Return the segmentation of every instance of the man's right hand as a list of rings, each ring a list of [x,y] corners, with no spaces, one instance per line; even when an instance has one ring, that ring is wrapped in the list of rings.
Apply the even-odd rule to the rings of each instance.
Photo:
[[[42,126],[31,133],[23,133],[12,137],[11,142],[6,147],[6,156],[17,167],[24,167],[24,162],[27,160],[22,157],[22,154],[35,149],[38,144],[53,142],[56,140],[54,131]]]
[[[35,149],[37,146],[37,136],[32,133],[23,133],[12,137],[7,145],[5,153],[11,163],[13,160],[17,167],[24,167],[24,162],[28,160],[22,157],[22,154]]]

--

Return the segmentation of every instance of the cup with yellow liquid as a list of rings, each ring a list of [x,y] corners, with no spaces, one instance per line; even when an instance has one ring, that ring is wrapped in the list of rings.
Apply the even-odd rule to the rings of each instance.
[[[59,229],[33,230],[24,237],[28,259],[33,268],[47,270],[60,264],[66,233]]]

---

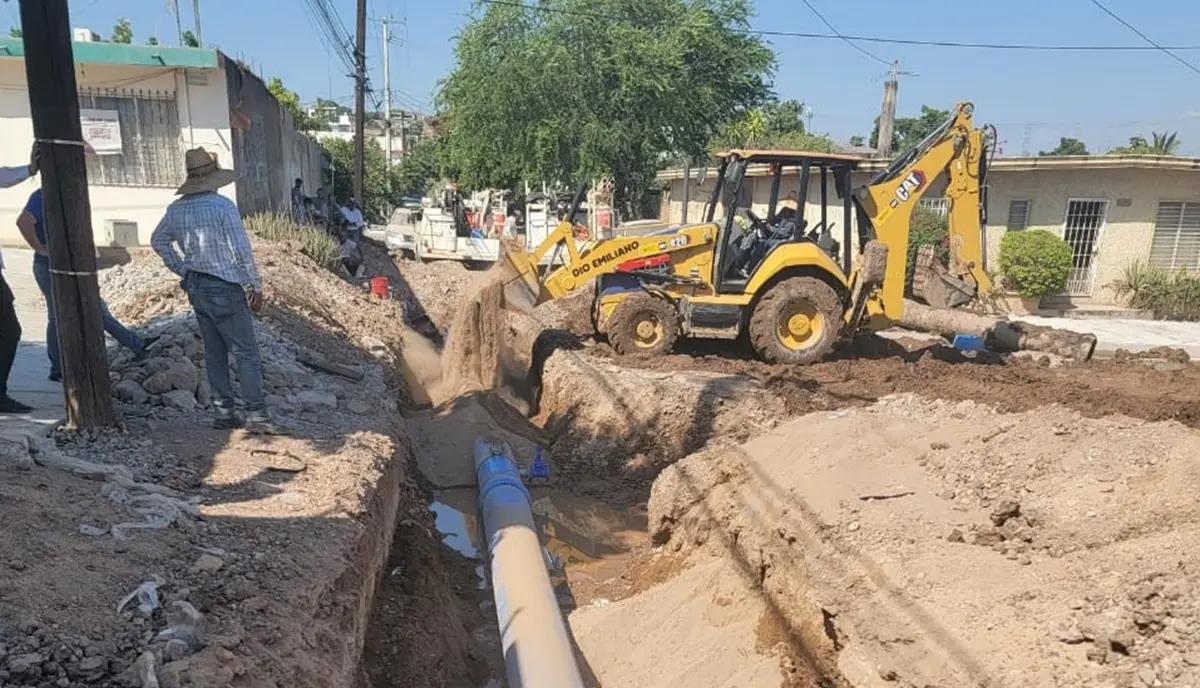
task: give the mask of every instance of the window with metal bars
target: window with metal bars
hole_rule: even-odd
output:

** What is needed **
Each line of the entries above that includes "corners" counts once; state how many such lines there are, with the number as the only answer.

** Result for this exercise **
2